Die Angelegenheit, von den Bonds in Philadelphia bald schon wieder vergessen, nimmt eine neue Wendung, als im Jahr darauf unser US-Ornithologe von einer seiner Forschungsreisen zurückkehrt und seine Frau die von unterwegs mitgebrachten Filme zum Entwickeln bringt. Mrs. Bond zählt zu den Stammkunden in Dedaker’s Camera Shop; der Verkäufer in dem kleinen Laden glaubt ihr also eine Freude zu machen, als er sie mit den Worten begrüßt:
»Haben Sie schon den Artikel über Ihren Mann gelesen? Toll!«
»Was für einen Artikel?«
»Na, im ›Playboy‹!«
Mrs. Bond weiß von keinem Artikel im »Playboy« – das ganze Blatt ist ihr fremd. Nun aber doch mißtrauisch geworden, besorgt sie sich besagte Ausgabe, blättert mit spitzen Fingern das Heft durch und stößt tatsächlich, mittendrin zwischen all den schrillen Nuditäten, auf ein Interview mit James-Bond-Autor Ian Fleming, in dem dieser über die Herkunft des Namens seines Romanhelden Auskunft gibt. Und was bekommt Mary Wickham Bond da zu lesen? Sie kann es kaum fassen: Ian Fleming habe, als er sich daranmachte, seinen ersten James-Bond-Roman zu schreiben und über einen passenden Namen für seine Titelfigur nachzudenken, das Buch »Birds of the West Indies« von einem gewissen James Bond in die Hand bekommen und sich spontan entschlossen, auf dessen Namen zurückzugreifen.

## [Kurze Übung]
Prüfen Sie bitte, ob die folgenden Aussagen mit dem Textauszug oben übereinstimmen, und belegen Sie jede Antwort (Ja oder Nein) mit den entscheidenden Worten des Textauszugs im genauen Wortlaut. (a) Mrs. Bond erfährt von dem Artikel durch den Verkäufer im Kamerageschäft. (b) Mrs. Bond liest den »Playboy« regelmäßig. (c) Ian Fleming bekam das Buch »Birds of the West Indies« erst nach dem Schreiben seines ersten James-Bond-Romans in die Hand.

## [Quelldaten]
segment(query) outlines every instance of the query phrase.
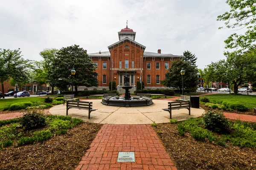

## [Lösung der Übung]
(a) Ja: „der Verkäufer in dem kleinen Laden glaubt ihr also eine Freude zu machen, als er sie mit den Worten begrüßt: »Haben Sie schon den Artikel über Ihren Mann gelesen? Toll!«“
(b) Nein: „das ganze Blatt ist ihr fremd“
(c) Nein: „als er sich daranmachte, seinen ersten James-Bond-Roman zu schreiben und über einen passenden Namen für seine Titelfigur nachzudenken, das Buch »Birds of the West Indies« von einem gewissen James Bond in die Hand bekommen“